PROBLEM TO SOLVE
Emit an exact copy of the lines running from the start of the records to the line containing "request = one point per instance of the gray hair, a", both included.

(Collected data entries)
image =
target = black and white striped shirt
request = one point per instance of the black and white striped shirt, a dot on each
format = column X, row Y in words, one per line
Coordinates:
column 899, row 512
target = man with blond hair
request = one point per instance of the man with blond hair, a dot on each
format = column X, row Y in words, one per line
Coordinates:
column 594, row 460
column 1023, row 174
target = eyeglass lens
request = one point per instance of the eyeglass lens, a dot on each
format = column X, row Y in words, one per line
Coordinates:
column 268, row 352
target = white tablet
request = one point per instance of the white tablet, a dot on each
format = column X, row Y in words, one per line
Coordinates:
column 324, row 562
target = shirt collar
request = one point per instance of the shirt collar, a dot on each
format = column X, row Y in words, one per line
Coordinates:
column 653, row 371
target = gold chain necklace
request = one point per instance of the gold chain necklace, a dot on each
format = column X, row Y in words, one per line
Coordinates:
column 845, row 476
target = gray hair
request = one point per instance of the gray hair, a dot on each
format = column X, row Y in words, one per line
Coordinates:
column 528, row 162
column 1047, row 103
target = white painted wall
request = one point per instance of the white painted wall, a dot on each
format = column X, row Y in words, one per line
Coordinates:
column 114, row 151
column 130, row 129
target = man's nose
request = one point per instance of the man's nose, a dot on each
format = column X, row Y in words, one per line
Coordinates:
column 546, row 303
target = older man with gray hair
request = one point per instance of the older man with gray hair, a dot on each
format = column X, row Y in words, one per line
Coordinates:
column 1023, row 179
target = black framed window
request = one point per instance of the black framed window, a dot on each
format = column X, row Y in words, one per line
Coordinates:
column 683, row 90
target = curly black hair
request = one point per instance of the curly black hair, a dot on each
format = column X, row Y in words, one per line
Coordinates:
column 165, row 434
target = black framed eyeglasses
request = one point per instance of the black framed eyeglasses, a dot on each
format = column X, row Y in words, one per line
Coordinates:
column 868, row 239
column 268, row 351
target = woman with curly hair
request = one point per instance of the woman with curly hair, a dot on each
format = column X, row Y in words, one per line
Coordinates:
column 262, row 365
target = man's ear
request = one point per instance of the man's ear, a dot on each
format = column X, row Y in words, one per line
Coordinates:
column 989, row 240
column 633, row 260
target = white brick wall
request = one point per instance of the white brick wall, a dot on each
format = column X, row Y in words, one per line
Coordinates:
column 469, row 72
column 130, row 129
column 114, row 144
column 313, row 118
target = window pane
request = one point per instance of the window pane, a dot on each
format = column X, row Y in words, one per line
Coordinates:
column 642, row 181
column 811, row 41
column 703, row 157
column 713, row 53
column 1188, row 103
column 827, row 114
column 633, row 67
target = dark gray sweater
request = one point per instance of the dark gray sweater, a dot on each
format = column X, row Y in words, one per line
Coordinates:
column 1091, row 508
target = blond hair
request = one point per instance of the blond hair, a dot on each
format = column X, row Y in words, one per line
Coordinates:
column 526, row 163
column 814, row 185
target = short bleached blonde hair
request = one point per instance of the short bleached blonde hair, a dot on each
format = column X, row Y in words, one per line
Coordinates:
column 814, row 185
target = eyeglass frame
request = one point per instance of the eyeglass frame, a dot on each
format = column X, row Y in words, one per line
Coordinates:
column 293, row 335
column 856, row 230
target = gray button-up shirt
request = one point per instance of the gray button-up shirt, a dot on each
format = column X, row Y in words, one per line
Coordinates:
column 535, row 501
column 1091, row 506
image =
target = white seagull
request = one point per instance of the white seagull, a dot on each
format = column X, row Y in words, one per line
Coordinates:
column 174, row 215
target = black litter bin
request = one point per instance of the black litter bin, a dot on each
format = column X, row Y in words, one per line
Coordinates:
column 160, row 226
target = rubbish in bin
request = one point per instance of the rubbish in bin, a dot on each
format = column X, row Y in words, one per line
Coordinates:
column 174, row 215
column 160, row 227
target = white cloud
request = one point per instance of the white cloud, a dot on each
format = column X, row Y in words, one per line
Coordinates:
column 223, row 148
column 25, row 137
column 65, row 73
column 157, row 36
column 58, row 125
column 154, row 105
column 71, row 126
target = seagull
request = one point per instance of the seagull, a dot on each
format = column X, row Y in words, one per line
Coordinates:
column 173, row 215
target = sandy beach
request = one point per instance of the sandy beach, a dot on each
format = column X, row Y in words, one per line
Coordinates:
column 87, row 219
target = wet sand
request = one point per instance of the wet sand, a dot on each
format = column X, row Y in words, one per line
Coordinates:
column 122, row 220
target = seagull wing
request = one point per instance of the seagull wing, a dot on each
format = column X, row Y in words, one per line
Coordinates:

EXPECTED ANSWER
image =
target = black and white striped shirt
request = one point per instance of the black and white striped shirt, a dot on each
format = column X, row Y in words, one per line
Coordinates:
column 899, row 512
target = man with blond hair
request = one point per instance of the man with blond hair, a dot on each
format = column X, row Y in words, one per line
Coordinates:
column 594, row 460
column 1023, row 174
target = eyeglass lens
request = one point per instance of the eyeglass lens, a dot on each
format = column X, row Y in words, one per line
Coordinates:
column 268, row 352
target = white tablet
request = one point per instance of the white tablet, a dot on each
format = column X, row Y in words, one per line
Coordinates:
column 324, row 562
target = shirt collar
request = one point per instance of the shirt collar, a dot on each
format = column X, row Y in words, one per line
Coordinates:
column 653, row 371
target = gold chain necklace
request = one point per instance of the gold chain necklace, a dot on each
format = column X, row Y in words, one per line
Coordinates:
column 845, row 476
target = gray hair
request = one point per instance of the gray hair, a dot on each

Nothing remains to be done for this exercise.